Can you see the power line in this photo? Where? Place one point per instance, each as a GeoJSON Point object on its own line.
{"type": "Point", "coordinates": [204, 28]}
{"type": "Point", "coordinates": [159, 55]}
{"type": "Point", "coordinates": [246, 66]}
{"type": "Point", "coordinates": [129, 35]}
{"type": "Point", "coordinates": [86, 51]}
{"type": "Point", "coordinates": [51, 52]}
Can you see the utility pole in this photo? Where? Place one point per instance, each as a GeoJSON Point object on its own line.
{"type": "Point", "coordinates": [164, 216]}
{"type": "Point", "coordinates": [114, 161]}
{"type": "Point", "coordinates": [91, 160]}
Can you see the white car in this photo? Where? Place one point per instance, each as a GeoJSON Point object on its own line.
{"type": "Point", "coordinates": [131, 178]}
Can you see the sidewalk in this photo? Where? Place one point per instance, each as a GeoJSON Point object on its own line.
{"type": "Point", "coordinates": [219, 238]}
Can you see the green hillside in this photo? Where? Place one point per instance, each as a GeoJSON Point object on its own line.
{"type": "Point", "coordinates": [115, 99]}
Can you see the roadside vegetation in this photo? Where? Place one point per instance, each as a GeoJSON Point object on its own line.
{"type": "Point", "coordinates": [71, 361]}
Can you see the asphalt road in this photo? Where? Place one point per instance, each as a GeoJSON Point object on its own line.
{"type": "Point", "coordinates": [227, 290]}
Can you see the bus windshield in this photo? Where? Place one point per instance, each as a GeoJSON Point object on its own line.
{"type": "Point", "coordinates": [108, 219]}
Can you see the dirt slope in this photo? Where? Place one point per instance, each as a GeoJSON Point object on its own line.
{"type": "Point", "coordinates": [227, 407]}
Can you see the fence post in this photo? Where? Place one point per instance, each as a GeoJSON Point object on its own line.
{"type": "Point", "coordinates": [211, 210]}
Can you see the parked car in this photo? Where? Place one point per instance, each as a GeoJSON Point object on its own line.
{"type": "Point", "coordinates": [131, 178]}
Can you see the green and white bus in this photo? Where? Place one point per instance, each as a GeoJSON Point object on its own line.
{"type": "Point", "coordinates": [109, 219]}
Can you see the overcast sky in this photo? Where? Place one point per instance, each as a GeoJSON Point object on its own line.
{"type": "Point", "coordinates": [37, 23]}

□ □ □ □ □ □ □

Requirements →
Rewrite every line of the items above as a JSON list of strings, one string per line, skipping any blank lines.

Output below →
[
  "Can you see the power line in this photo? Where? Place one point per instance, each as a GeoJSON Point object on its own line.",
  "{\"type\": \"Point\", \"coordinates\": [204, 28]}",
  "{\"type\": \"Point\", \"coordinates\": [159, 55]}",
  "{\"type\": \"Point\", \"coordinates\": [246, 66]}",
  "{\"type\": \"Point\", \"coordinates\": [129, 35]}",
  "{\"type\": \"Point\", \"coordinates\": [86, 51]}",
  "{\"type\": \"Point\", \"coordinates\": [51, 52]}",
  "Can you see the utility pole in this photo? Where? Place one point per instance, each as a GeoJSON Point object on its own line.",
  "{\"type\": \"Point\", \"coordinates\": [164, 216]}",
  "{\"type\": \"Point\", \"coordinates\": [114, 161]}",
  "{\"type\": \"Point\", \"coordinates\": [91, 160]}",
  "Can you see the white car in this photo? Where? Place one point per instance, each as a GeoJSON Point object on its own line.",
  "{\"type\": \"Point\", \"coordinates\": [131, 178]}",
  "Can you see the sidewalk in this photo? Where? Place one point per instance, each as a GeoJSON Point object on its own line.",
  "{\"type\": \"Point\", \"coordinates\": [219, 238]}",
  "Can you see the green hillside in this photo? Where? Place one point per instance, each as a GeoJSON Point object on its own line.",
  "{\"type\": \"Point\", \"coordinates\": [115, 99]}",
  "Can you see the roadside vegetation in this photo? Where? Place one point per instance, each as a GeoJSON Point object on its own line.",
  "{\"type\": \"Point\", \"coordinates\": [71, 361]}",
  "Can you see the asphalt road in this photo? Where? Place one point per instance, each as a GeoJSON Point object on its own line.",
  "{\"type\": \"Point\", \"coordinates\": [227, 290]}",
  "Can you see the bus windshield in this photo? Where? Place one point per instance, each as a GeoJSON Point object on its own line.",
  "{\"type\": \"Point\", \"coordinates\": [108, 219]}",
  "Can you see the dirt slope in this photo? Where? Place one point per instance, each as a GeoJSON Point object on its own line.",
  "{\"type\": \"Point\", \"coordinates\": [227, 407]}",
  "Can you see the fence post in this photo? Where? Place one point per instance, each as a GeoJSON Point object on its own line.",
  "{\"type\": \"Point\", \"coordinates\": [211, 210]}",
  "Can you see the parked car in this photo? Where? Place one point per instance, each as a GeoJSON Point object on its own line.",
  "{\"type\": \"Point\", \"coordinates\": [131, 178]}",
  "Can you see the green and white bus in this photo? Where? Place one point per instance, each as a GeoJSON Point object on its own line.",
  "{\"type\": \"Point\", \"coordinates\": [109, 219]}",
  "Can you see the overcast sky in this photo? Where? Place one point per instance, each as a GeoJSON Point object on its own line.",
  "{\"type\": \"Point\", \"coordinates\": [37, 23]}"
]